▶ Point annotations for photos
========================================================================

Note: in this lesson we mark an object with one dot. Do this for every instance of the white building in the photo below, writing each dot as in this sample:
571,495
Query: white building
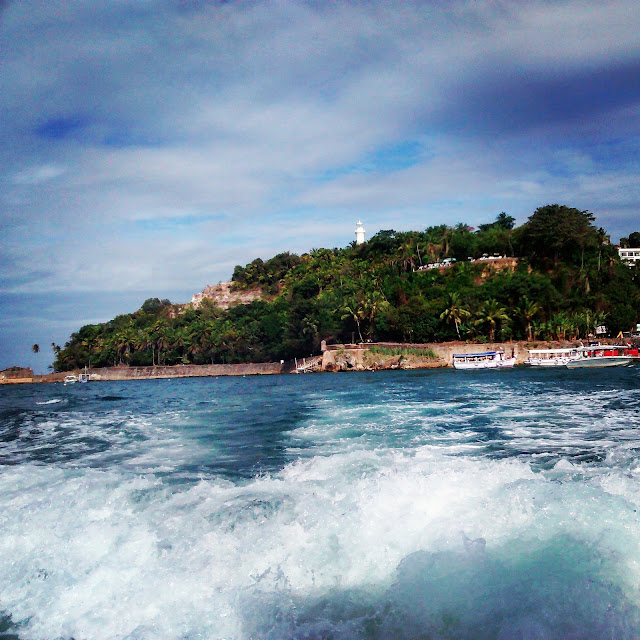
629,256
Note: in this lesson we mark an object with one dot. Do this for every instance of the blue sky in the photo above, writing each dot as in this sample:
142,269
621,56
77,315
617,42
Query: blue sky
148,147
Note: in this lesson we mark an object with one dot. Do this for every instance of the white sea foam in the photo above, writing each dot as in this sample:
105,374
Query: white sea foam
343,543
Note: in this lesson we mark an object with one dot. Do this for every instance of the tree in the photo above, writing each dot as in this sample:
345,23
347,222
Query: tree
490,315
555,230
527,310
454,312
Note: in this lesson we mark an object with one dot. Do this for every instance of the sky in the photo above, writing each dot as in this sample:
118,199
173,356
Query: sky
149,146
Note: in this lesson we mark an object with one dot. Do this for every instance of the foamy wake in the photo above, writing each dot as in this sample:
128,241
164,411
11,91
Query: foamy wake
365,544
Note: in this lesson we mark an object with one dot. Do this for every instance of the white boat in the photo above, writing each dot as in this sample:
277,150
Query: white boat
600,356
483,360
551,357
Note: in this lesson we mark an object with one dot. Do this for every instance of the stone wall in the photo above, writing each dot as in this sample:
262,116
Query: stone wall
190,371
224,296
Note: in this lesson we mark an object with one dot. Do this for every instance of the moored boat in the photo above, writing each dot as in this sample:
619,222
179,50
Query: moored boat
483,360
551,357
600,356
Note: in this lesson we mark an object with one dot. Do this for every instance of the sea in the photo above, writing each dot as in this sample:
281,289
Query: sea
401,505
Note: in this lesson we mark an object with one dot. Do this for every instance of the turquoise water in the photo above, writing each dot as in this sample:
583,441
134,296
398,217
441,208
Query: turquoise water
425,504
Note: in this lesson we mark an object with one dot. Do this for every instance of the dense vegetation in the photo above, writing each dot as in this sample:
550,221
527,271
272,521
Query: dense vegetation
568,279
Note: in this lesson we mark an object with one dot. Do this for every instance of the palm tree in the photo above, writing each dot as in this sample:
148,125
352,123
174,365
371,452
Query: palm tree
352,311
527,310
491,314
454,311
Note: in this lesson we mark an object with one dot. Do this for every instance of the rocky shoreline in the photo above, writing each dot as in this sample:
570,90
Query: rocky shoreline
335,358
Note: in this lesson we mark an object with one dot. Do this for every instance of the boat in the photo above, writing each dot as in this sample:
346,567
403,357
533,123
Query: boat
483,360
551,357
600,356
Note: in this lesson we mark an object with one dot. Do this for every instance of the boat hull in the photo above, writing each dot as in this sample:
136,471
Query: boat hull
486,364
600,361
548,363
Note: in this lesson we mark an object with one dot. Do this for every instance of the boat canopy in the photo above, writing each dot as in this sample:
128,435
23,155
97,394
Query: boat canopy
474,355
541,351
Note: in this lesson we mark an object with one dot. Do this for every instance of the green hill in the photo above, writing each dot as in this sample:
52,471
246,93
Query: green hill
558,278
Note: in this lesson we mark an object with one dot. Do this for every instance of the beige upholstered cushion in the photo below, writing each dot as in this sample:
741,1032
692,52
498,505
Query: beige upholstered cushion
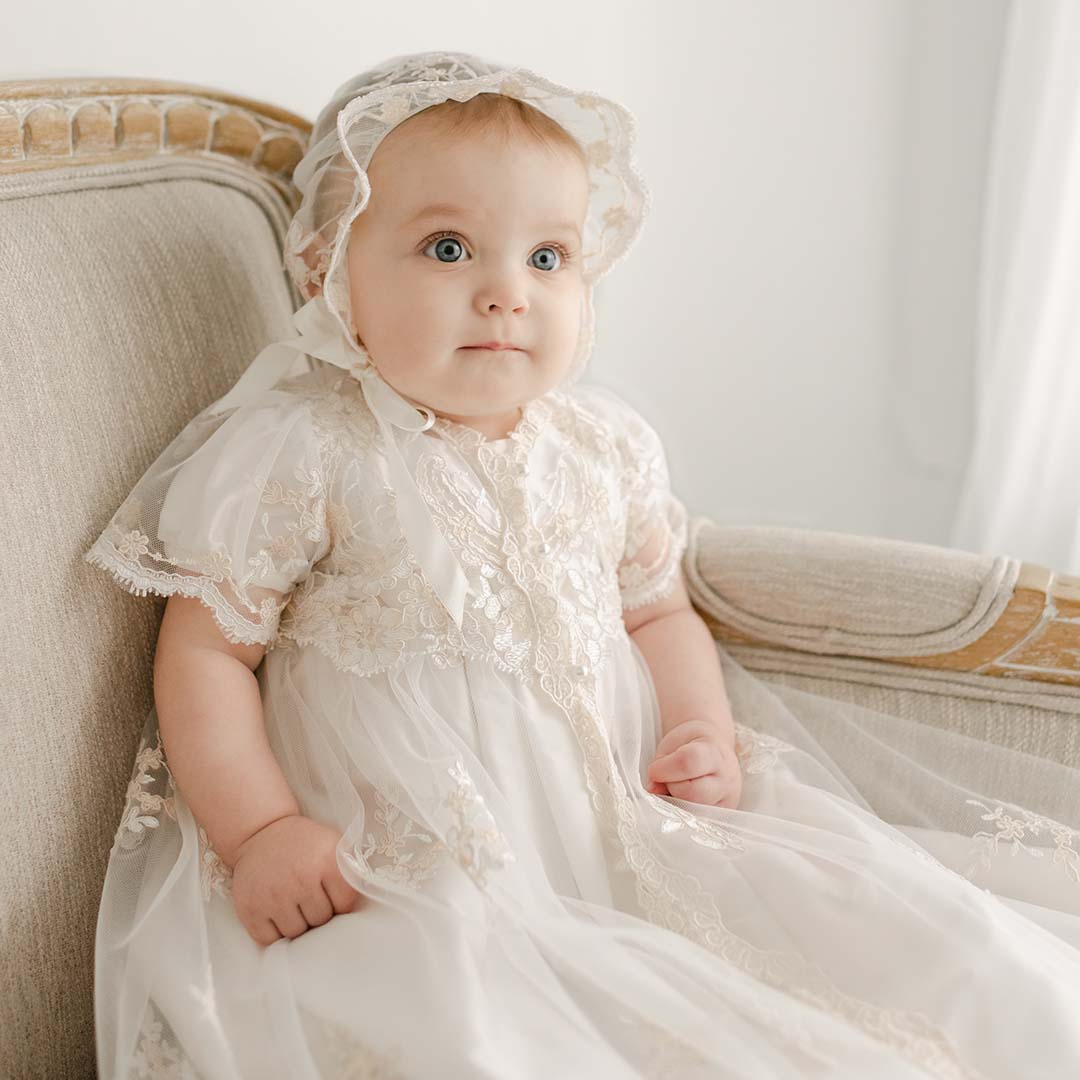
117,278
835,615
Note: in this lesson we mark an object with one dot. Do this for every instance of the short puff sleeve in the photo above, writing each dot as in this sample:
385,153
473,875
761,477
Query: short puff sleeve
656,518
232,512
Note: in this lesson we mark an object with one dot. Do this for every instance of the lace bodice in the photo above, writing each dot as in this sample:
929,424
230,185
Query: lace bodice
284,523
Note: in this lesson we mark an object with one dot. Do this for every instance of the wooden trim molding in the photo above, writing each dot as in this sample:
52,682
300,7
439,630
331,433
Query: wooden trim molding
1036,637
50,123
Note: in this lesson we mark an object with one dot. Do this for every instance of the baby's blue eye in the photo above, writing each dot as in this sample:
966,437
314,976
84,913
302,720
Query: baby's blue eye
446,248
547,258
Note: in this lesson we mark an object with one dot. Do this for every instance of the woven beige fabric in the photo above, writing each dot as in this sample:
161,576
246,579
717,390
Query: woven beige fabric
112,275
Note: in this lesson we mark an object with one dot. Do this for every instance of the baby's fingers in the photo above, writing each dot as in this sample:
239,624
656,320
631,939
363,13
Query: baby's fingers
704,790
694,758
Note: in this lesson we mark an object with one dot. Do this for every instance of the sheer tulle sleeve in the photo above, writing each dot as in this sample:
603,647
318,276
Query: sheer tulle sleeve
656,518
232,512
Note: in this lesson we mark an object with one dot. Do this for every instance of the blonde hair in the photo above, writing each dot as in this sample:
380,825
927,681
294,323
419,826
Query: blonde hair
497,115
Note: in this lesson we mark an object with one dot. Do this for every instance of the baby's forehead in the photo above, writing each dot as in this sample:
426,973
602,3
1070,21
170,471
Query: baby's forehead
469,178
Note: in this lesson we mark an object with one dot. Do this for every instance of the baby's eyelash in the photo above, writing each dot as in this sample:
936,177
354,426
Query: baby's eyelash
566,255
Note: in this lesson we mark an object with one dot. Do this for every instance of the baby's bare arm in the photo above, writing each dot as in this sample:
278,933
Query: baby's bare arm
211,718
683,660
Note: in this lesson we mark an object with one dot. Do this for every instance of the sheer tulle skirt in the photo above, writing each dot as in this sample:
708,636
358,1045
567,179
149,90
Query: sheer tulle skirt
530,910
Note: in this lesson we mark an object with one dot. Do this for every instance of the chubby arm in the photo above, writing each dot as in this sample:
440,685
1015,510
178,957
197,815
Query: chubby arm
683,661
211,719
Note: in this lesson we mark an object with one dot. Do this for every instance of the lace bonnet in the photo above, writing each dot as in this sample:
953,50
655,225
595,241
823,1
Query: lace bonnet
333,180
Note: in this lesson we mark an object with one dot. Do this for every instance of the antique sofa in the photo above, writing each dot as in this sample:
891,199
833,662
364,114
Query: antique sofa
140,227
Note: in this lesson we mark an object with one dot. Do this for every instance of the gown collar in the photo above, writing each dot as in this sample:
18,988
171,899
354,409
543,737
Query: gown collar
323,336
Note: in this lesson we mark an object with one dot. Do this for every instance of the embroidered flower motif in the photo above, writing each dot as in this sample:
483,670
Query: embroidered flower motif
131,544
756,750
474,840
143,807
396,845
703,831
1015,831
156,1056
376,634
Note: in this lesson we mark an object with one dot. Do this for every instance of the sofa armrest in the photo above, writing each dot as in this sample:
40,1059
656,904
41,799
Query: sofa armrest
985,645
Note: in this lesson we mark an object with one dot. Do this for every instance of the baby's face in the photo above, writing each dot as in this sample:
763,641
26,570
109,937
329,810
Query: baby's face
507,268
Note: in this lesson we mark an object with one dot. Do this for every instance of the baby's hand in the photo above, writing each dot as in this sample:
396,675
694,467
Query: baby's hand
694,761
286,880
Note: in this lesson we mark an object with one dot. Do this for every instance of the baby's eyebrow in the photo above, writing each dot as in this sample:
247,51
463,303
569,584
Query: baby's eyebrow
449,210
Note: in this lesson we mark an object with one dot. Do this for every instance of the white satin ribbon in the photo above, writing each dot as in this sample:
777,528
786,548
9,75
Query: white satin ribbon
321,335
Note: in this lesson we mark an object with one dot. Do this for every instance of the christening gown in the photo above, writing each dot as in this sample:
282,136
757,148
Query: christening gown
529,909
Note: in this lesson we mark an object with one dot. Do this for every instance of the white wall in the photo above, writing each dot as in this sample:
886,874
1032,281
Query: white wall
797,316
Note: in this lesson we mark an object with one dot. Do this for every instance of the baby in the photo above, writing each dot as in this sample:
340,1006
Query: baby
467,287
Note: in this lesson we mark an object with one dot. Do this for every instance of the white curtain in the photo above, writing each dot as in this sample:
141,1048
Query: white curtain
1022,491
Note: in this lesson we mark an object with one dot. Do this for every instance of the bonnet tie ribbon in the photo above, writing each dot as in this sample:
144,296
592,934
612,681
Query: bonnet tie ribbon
322,336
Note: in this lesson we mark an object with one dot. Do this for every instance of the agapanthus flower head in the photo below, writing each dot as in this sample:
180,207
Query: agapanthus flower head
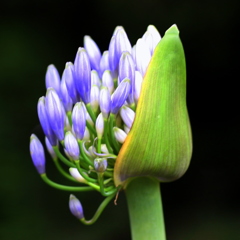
117,115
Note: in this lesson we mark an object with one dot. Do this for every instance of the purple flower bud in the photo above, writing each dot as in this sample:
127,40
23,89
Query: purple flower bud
79,120
122,43
52,79
55,113
104,63
86,136
70,84
107,80
151,37
93,52
100,125
95,80
112,59
94,97
82,75
75,207
105,101
100,164
43,118
66,99
37,154
127,115
50,148
127,70
71,146
120,95
143,56
119,134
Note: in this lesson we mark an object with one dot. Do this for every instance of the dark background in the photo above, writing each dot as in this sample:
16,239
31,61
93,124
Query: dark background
204,204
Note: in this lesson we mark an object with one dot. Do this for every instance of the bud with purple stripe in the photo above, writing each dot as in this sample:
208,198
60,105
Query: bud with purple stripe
43,118
93,52
52,79
37,154
55,112
75,207
71,146
120,96
79,120
82,75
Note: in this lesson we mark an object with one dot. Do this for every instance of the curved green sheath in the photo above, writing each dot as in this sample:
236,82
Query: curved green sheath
159,144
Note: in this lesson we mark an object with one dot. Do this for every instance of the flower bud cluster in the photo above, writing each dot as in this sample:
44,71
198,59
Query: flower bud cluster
88,111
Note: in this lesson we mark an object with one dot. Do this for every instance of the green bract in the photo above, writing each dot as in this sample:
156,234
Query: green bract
159,144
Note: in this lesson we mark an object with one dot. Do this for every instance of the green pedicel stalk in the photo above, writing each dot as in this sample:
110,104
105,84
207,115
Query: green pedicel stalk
145,209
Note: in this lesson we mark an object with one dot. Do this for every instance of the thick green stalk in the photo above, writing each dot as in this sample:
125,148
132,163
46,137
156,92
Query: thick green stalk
145,209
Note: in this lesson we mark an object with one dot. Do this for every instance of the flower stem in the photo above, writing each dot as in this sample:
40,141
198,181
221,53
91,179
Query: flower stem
145,209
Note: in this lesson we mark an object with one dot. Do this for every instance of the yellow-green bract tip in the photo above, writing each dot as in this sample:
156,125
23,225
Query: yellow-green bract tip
172,30
159,144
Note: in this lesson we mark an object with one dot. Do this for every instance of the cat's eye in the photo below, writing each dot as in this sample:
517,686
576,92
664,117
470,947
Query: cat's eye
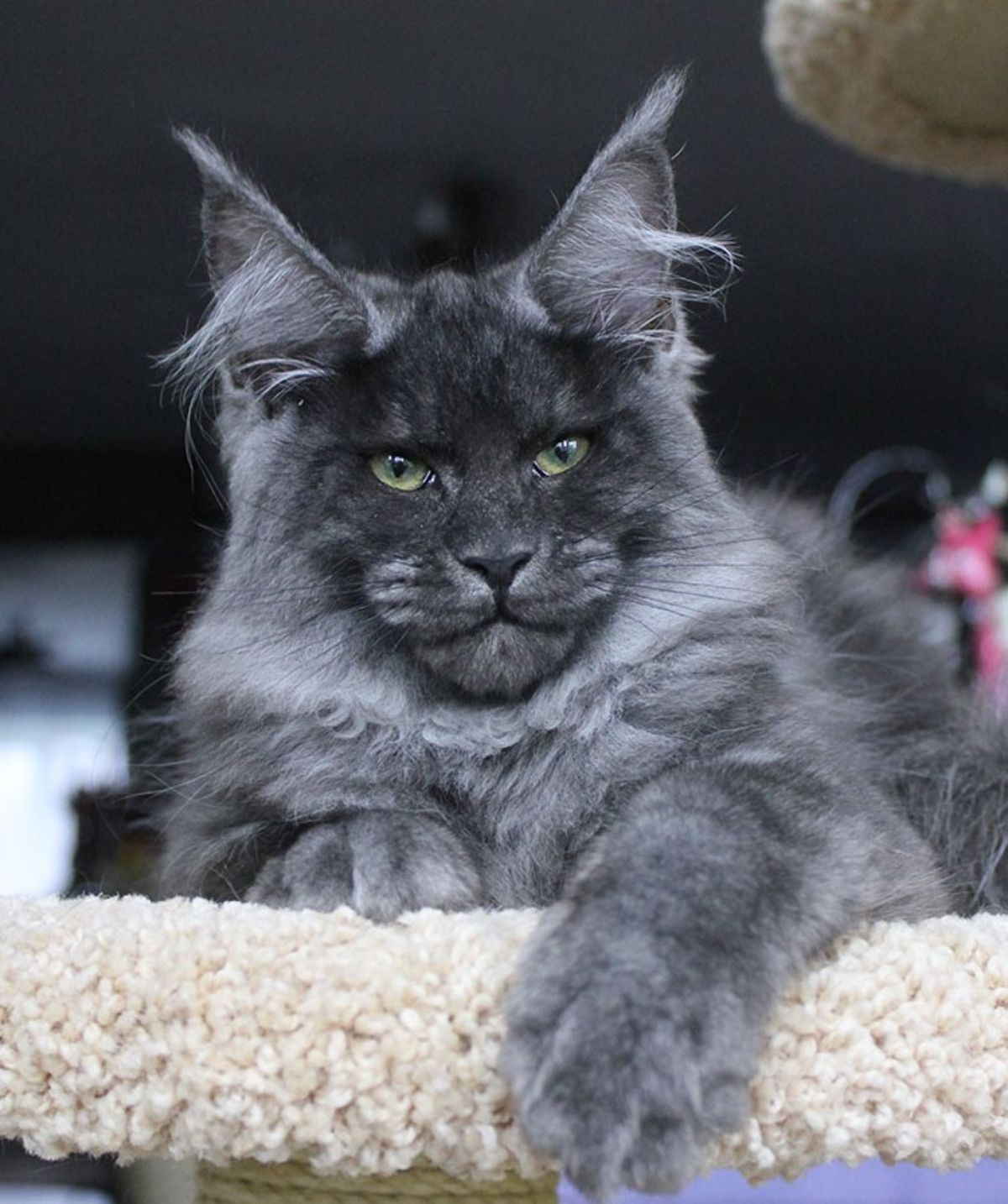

========================================================================

▶ Problem to solve
Identify every line in the data above that contains the string "white", and copy each of those lines. Case counts.

▶ Final answer
Note: in this lesson we mark an object with one dot. Do this for every instance of the white building in the photo below, writing each dot as in this sample:
Query: white building
Note: in this lesson we mark an object with one dot. Do this for every instance of the white sea foam in the photo above, writing each dot as in this sample:
Query: white sea foam
Note: in this lesson we mark an object with one dot. Do this for every instance of the white boat in the photo above, writing each dot as in this sample:
Query: white boat
Note: in this lesson we mark an object with one dot. Do this for every instance of the white satin ribbon in the photo above, writing each dot as in this sample:
Query: white satin ribbon
Note: in this lesson we mark an object with one dot. Do this for every instance of the white wall in the photo above, writing each dot as in this sample:
Query: white wall
Note: in this lesson we mark an object with one dot. Do this for every instance of the white curtain in the photo above, writing each dot as in this sample:
Query: white curtain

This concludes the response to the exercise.